— BEGIN —
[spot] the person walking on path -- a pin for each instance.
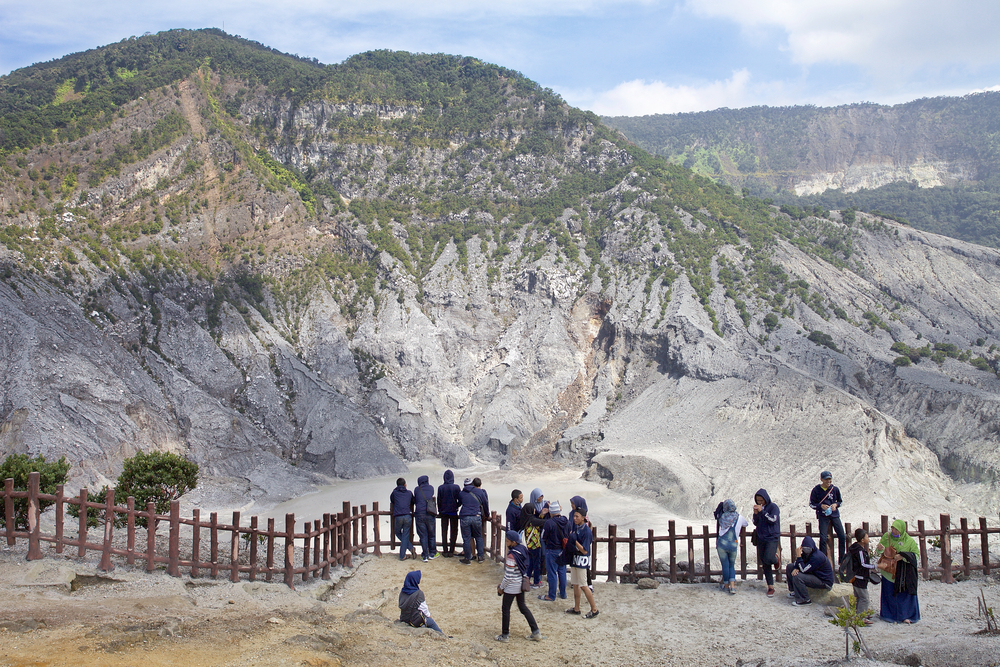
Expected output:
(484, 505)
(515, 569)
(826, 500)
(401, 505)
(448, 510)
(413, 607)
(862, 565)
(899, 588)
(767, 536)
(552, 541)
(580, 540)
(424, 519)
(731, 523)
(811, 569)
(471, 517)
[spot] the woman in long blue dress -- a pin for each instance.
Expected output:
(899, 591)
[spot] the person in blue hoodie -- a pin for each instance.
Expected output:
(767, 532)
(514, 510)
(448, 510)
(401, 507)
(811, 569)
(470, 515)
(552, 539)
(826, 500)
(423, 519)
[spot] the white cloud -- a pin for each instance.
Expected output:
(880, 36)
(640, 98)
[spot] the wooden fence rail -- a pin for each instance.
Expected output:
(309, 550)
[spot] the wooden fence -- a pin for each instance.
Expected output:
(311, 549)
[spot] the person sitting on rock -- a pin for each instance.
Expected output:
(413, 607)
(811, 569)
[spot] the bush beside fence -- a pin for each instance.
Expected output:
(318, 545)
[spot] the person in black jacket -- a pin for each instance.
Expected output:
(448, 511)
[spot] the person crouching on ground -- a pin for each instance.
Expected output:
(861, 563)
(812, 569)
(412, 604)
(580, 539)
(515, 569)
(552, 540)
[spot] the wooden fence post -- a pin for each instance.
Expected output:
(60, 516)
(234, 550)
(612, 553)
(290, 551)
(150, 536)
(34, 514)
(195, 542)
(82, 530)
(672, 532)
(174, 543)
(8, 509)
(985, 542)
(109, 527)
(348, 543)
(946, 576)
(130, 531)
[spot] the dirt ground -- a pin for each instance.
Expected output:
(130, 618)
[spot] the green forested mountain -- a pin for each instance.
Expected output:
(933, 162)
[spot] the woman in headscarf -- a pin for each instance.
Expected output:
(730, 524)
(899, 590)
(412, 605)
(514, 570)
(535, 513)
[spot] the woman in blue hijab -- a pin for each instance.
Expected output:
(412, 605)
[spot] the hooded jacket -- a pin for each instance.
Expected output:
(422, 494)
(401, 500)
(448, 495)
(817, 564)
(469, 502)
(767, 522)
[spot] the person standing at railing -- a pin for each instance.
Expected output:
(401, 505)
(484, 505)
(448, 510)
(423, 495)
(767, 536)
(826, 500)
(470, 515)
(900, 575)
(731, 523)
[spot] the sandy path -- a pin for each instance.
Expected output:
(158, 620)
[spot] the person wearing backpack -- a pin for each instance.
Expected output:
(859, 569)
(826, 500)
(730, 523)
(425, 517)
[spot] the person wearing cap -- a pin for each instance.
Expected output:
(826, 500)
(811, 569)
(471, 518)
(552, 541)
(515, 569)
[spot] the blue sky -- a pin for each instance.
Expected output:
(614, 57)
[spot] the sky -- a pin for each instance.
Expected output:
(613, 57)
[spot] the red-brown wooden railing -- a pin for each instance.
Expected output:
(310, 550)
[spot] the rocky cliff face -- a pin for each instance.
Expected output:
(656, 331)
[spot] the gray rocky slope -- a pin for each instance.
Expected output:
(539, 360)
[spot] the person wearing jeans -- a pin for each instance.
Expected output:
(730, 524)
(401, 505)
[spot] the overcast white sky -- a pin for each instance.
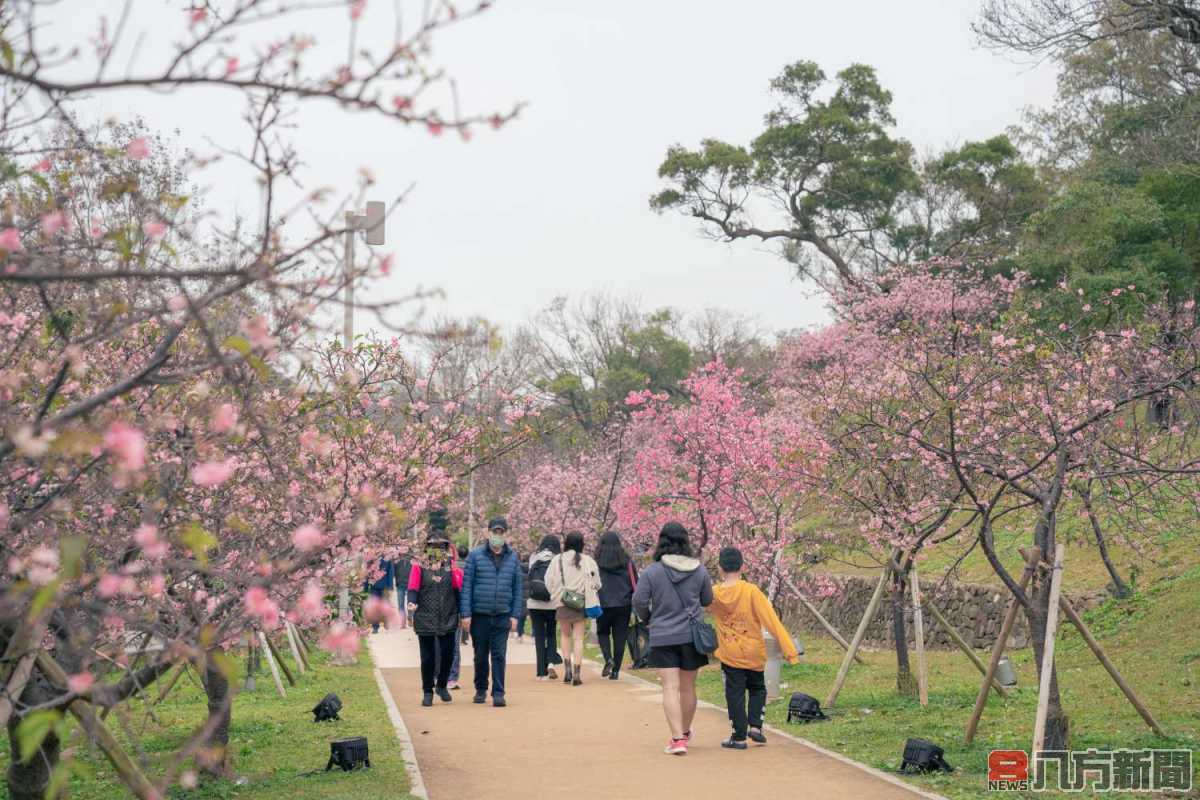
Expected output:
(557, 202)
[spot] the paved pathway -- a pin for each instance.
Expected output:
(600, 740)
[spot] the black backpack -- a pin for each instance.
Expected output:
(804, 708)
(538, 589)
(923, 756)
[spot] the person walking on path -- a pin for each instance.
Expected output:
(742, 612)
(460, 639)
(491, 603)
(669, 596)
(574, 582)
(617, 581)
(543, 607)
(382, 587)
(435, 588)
— END —
— BEGIN —
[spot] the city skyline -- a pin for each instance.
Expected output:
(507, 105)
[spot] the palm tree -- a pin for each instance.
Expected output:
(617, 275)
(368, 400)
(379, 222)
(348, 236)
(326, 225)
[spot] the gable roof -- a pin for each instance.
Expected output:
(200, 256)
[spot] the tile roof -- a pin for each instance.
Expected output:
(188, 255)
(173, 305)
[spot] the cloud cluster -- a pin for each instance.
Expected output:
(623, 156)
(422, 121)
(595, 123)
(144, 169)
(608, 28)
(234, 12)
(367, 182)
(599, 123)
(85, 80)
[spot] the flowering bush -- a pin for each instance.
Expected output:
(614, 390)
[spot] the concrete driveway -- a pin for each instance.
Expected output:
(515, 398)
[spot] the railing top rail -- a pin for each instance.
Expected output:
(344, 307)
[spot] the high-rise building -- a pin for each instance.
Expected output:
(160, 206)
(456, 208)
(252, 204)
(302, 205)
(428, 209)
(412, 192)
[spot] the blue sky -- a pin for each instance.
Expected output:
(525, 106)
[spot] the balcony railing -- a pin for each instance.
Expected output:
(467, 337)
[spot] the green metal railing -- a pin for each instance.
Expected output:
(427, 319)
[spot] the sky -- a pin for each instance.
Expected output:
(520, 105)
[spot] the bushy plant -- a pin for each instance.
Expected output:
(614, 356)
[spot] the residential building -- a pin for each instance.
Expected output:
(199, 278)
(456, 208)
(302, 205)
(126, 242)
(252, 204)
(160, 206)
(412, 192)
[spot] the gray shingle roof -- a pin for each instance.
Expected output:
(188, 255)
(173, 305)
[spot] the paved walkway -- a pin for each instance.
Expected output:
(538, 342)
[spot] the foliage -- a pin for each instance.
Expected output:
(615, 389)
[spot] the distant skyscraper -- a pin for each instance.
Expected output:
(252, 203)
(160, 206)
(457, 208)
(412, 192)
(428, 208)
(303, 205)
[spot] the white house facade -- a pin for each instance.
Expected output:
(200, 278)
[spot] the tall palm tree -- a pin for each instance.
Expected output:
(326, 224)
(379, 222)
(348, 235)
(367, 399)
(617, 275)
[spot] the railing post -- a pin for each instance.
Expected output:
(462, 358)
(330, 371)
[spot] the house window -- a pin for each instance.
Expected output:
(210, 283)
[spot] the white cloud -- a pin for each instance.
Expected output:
— END —
— BEGIN —
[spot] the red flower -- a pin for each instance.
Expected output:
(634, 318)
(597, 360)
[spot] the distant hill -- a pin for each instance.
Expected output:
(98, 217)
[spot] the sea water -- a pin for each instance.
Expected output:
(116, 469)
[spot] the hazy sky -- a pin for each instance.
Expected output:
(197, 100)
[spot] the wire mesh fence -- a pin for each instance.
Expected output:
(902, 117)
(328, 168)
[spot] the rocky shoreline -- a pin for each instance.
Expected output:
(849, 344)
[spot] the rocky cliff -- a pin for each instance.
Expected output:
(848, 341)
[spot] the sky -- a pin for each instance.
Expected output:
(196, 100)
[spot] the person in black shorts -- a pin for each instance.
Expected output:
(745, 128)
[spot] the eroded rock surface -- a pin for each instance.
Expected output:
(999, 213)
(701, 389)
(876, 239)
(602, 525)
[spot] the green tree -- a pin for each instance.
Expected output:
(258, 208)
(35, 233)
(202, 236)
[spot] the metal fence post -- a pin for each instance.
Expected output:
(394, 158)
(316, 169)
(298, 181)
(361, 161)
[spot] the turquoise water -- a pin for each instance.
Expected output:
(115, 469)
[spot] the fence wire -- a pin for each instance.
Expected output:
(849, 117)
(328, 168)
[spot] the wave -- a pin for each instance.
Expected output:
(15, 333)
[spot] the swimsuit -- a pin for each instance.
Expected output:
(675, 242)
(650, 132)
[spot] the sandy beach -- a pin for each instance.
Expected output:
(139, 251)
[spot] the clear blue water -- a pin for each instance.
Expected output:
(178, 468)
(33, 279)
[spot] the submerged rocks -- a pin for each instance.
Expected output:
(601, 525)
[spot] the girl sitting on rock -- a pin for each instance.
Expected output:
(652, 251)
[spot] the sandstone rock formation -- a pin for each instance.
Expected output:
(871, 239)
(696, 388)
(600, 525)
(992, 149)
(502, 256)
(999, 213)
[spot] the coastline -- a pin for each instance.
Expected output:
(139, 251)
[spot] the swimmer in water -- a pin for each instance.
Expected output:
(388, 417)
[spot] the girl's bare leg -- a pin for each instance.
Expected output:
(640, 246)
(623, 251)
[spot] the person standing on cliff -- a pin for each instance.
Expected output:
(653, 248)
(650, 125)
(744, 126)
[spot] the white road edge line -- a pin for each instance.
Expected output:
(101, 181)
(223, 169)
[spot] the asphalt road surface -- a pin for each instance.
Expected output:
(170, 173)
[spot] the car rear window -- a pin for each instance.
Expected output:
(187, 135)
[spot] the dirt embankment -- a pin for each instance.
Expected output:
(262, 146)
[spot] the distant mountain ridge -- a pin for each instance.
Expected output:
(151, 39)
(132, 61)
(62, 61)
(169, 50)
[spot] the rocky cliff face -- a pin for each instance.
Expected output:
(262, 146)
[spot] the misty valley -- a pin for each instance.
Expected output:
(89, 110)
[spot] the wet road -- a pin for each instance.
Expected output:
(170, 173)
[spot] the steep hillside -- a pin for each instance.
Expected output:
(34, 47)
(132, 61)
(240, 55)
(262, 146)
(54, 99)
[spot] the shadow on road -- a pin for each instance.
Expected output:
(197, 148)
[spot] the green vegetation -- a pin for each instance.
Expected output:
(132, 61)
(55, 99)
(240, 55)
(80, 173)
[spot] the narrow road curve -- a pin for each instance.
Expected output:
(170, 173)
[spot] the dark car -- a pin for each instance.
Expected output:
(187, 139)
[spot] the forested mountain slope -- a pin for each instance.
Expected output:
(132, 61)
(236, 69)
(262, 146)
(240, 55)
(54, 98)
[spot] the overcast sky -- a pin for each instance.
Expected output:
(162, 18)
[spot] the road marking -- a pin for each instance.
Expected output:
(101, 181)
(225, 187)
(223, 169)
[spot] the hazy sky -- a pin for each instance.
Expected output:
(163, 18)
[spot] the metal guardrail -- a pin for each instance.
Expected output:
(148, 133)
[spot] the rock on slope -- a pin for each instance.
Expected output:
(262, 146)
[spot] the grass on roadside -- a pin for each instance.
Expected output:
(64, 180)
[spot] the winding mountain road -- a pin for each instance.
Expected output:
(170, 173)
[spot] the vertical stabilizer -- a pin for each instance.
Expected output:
— END —
▶ Direction
Locate every row above that contains the word "standing" and copy each of those lines.

▶ Task answer
[spot] the person standing at railing -- a pin for each instance.
[spot] the person standing on cliff -- a pin for each instance.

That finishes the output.